- Goal of the exercise: Reproduce the listing below with every "simplified polygon" changed to "plain polygon", leaving all other text unchanged.

## Begin

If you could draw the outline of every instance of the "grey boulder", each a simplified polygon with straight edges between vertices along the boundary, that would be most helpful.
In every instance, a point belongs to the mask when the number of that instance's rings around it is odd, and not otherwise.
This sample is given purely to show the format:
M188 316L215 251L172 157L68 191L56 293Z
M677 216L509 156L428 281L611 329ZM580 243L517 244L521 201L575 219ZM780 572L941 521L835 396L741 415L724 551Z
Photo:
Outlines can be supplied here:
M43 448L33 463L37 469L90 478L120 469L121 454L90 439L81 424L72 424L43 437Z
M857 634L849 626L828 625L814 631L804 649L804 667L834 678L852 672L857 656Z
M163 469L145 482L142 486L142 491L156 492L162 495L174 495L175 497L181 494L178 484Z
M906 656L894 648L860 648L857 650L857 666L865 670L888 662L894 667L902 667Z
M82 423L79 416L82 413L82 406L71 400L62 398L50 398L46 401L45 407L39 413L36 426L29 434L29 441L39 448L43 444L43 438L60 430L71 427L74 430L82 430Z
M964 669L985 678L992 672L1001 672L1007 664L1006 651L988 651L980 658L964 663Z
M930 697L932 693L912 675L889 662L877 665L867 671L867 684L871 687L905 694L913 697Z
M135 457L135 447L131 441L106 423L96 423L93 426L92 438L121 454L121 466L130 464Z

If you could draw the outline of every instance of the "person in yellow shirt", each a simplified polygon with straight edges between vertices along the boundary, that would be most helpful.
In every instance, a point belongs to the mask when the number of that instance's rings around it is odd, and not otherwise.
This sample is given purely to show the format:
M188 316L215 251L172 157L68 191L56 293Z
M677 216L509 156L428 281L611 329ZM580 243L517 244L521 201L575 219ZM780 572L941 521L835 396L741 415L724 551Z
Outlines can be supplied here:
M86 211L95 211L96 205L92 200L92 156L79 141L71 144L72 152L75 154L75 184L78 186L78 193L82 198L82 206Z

## End

- Task result:
If you could draw the outline of every instance of the "grey boulder", each a plain polygon with straight edges between vertices along the boundary, that would be most helpful.
In every instance, a point belongs to the mask when the number of that instance's rings around it is odd, and not otherwise.
This sample is given purely to show the format:
M188 316L215 251L172 157L68 191L56 293Z
M677 216L509 156L428 281L611 329ZM580 243L517 244L521 201L575 219ZM780 572L941 521L835 396L741 415L724 551Z
Photo:
Outlines can be supplied here:
M43 448L33 463L37 469L90 478L120 469L121 454L90 439L81 424L72 424L43 437Z
M857 634L849 626L828 625L814 631L804 649L804 667L834 678L852 672L857 656Z
M163 469L145 482L142 486L142 491L156 492L162 495L174 495L175 497L181 494L178 484Z
M906 656L894 648L860 648L857 650L857 666L865 670L888 662L894 667L902 667Z
M82 423L79 416L82 413L82 406L71 400L62 398L50 398L46 401L45 407L39 413L36 426L29 434L29 441L39 448L43 444L43 438L60 430L71 427L74 430L82 430Z
M964 669L985 678L992 672L1001 672L1007 664L1006 651L988 651L980 658L964 663Z
M930 697L932 693L912 675L889 662L877 665L867 671L867 684L871 687L905 694L913 697Z
M135 457L135 447L131 441L106 423L96 423L93 426L92 438L121 454L121 466L130 464Z

If you could draw the outline of every instance of the "person in yellow shirt", each a plain polygon with straight edges between vertices along the boundary, that would be most helpful.
In every instance, a point belongs to the mask when the number of that instance's rings around it is odd, and not otherwise.
This sample is given purely to show the format:
M188 316L215 251L172 157L68 191L56 293Z
M677 216L509 156L428 281L611 329ZM580 243L517 244L521 201L575 219ZM780 572L941 521L835 396L741 415L724 551Z
Outlines can be supplied here:
M86 211L95 211L96 205L92 200L92 156L79 141L71 144L72 152L75 154L75 184L78 186L78 193L82 198L82 206Z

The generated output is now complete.